___ Excerpted text

Write at least 3 anamolies you found and methods you will use to fix those. If there are no anomolies, state so and justify the answer.


##### Write your answer here
There are multiple anomalies which can be seen in the code output. One of which is inconsistent capitailization. This can be fixed through existing functions which can turn the entire column uppercase or lowercase. Additionally, there is inconsistent formatting in the price column, with some values having decimal points and some just being integers. Some regex could be used to fix this. Additionally, DiscountCode and PaymentMethods have null values. While it may be ok to keep empty values for the DiscountCode column, the PaymentMethods column should have no nulls since everyone has to have a payment method in order to use the website.

### Task 1.2 - Clean the file 
Using various data cleaning methods, handle anamolies. Comment each code block to show which one's are cleaned. 

In [7]:
## your code here to fix errors
df_clean = df_raw.copy()

for x in df_clean.columns: 
    if (type(df_clean[x][1]) == str):
        df_clean[x] = df_clean[x].str.lower()   #Fixes inconsistent casing by making all string cols have lowercase values.
        df_clean[x] = df_clean[x].str.strip() #Removes any excess white space.

        

df_clean = df_clean.dropna(subset=['PaymentMethod']) #Dropping columns with no payment method attached since payment method is required to use the website.


df_clean['DiscountCode'] = df_clean['DiscountCode'].fillna('no_code')    #Replaces null values for DiscountCode with a filler value since a discount code isn't neccessary.

df_clean['Price'] = df_clean['Price'].replace('free', 0)
df_clean['Price'] = df_clean['Price'].astype(float).astype(int)               #Gets rid of string values in price and sets all prices to a consistent format.

df_clean['InstructorName'] = df_clean['InstructorName'].replace('dr emily zhang', 'dr. emily zhang') #Sets instructor names to consistent format.

df_clean['EnrollmentStatus'] = df_clean['EnrollmentStatus'].replace('actve', 'active') #Replaces some of the messy status values.

df_clean['OrderID'] = df_clean['OrderID'].astype(str) + "_" + df_clean['OrderDate'].astype(str) #Makes all OrderIDs unique.


### Task 1.2 Save the Cleaned File

<b>Create a local data folder</b> and save the cleaned file <b>data/EduTrack_Enrollments_Cleaned.csv</b>. Note that the file should be stored locally in the data folder in your lab folder.

In [8]:
import os

if not os.path.exists('data'):
    os.makedirs('data')


df_clean.to_csv('data/EduTrack_Enrollments_Cleaned.csv', index=False)



## Part 2 – Design a Normalized Schema (25 pts)

In this section, you should:

1. Identify functional dependencies
2. Propose tables (name, columns, primary key, foreign keys)

______

* _Work to complete_:
A - In the data-cleaning notebook excerpt, what filler value replaces the null entries in the DiscountCode column?
B - Retype the part of the data-cleaning notebook excerpt starting at "df_clean['Price'] = df_clean['Price'].astype(float).astype(int)" and ending at "messy status values.".

___ Supplied entries

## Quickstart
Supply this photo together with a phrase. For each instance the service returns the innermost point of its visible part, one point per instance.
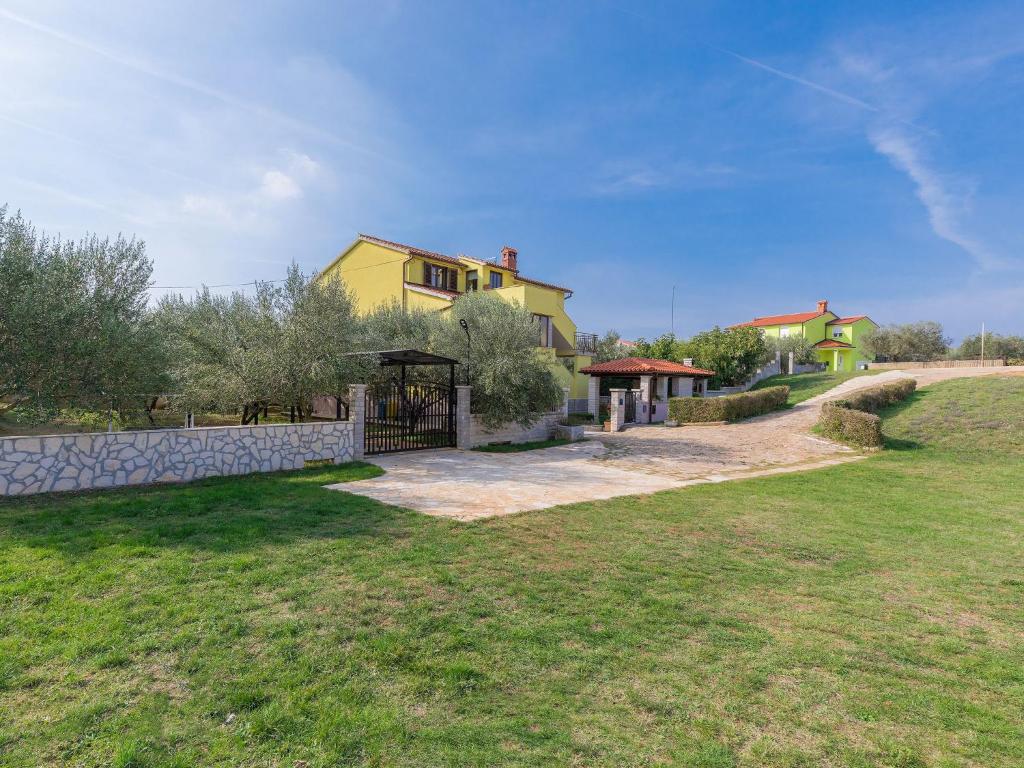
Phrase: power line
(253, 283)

______
___ Supplied entries

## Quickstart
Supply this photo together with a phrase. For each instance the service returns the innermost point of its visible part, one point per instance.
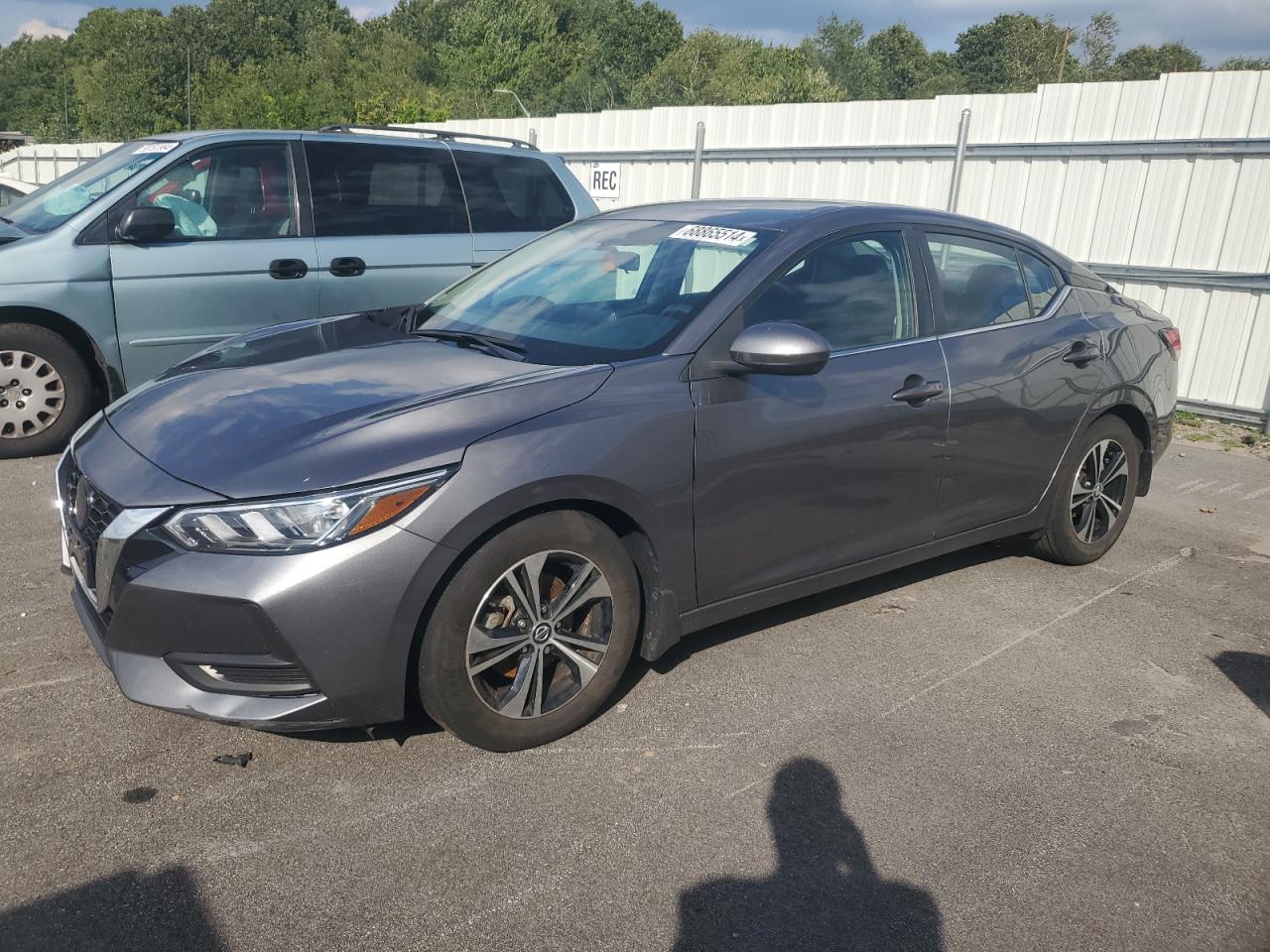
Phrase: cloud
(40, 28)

______

* _Answer set_:
A - The filler value is 'no_code'.

B -
df_clean['Price'] = df_clean['Price'].astype(float).astype(int)               #Gets rid of string values in price and sets all prices to a consistent format.

df_clean['InstructorName'] = df_clean['InstructorName'].replace('dr emily zhang', 'dr. emily zhang') #Sets instructor names to consistent format.

df_clean['EnrollmentStatus'] = df_clean['EnrollmentStatus'].replace('actve', 'active') #Replaces some of the messy status values.